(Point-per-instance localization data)

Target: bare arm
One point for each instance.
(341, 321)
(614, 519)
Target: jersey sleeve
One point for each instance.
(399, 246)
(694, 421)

— YOUR TASK —
Whenever a line in the records above contains the string "Target", copy that line.

— ANSWER SPACE —
Target: bare arm
Target: jersey sleeve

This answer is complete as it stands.